What is expected: Rewrite the listing, from the line containing "one marker per instance, written like [1141,780]" through its end, as a Markdown table with the columns Row and Line. Number each row and leave out blank lines.

Entries:
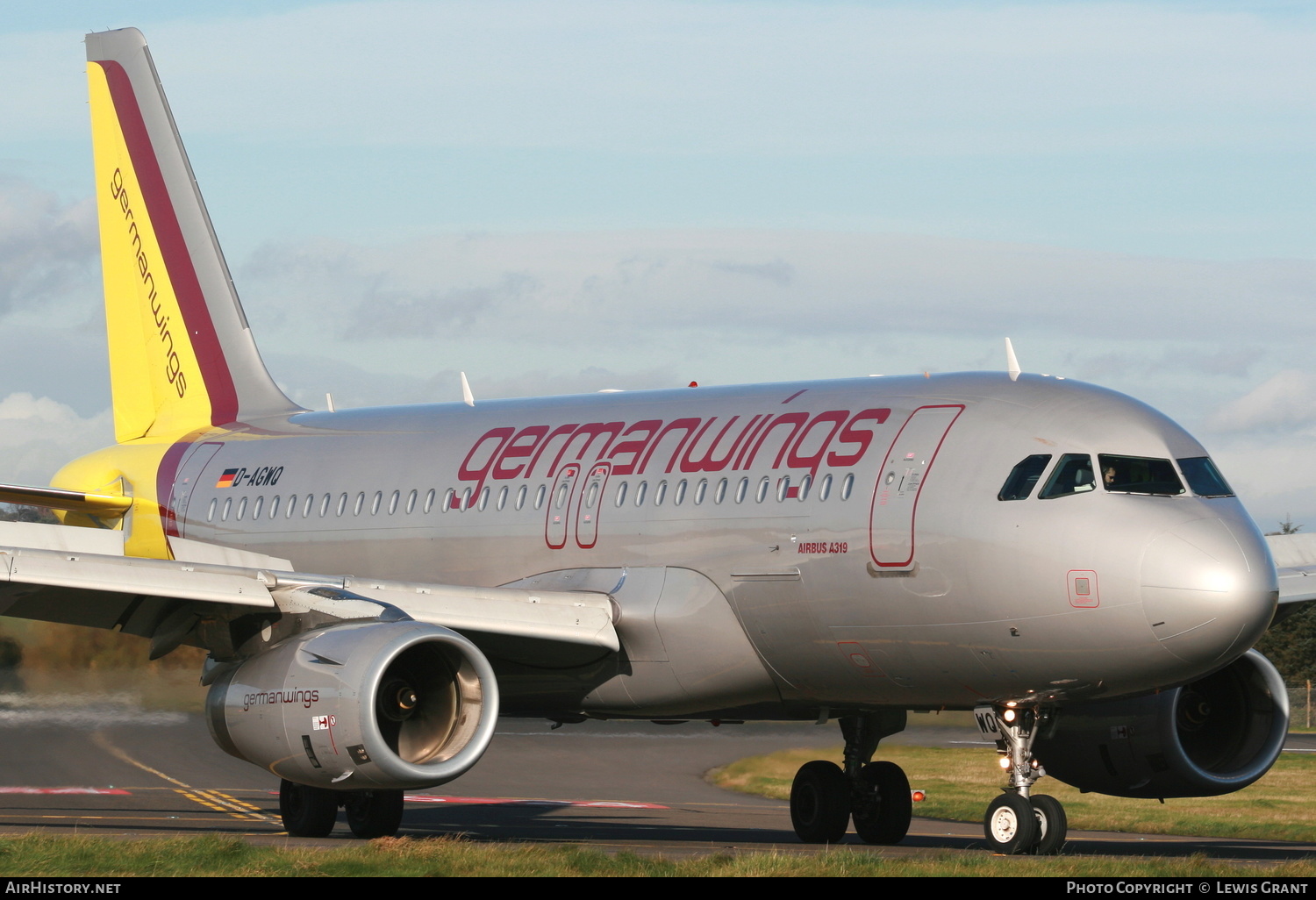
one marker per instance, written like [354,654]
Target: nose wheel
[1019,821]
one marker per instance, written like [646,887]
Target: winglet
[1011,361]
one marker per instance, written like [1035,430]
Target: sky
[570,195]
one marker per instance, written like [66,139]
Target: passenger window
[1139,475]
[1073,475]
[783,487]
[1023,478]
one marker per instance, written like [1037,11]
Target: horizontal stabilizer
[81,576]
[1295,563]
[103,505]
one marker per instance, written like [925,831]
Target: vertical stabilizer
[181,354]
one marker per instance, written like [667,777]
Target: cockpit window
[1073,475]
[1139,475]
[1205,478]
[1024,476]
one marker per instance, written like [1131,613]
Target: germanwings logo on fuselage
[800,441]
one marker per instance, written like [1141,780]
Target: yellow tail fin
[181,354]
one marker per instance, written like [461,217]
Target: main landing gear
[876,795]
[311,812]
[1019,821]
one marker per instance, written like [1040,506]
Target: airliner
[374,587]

Result of this exercise:
| Row | Line |
|---|---|
| 1 | one marker per instance, written like [1141,780] |
| 2 | Target: yellow tail fin |
| 3 | [181,354] |
| 4 | one marker per instance, written like [461,217] |
| 5 | Target: main landing gear |
| 6 | [876,795] |
| 7 | [311,812] |
| 8 | [1019,821] |
| 9 | one marker per instance, written like [1040,506] |
| 10 | Target: airliner |
| 11 | [374,587] |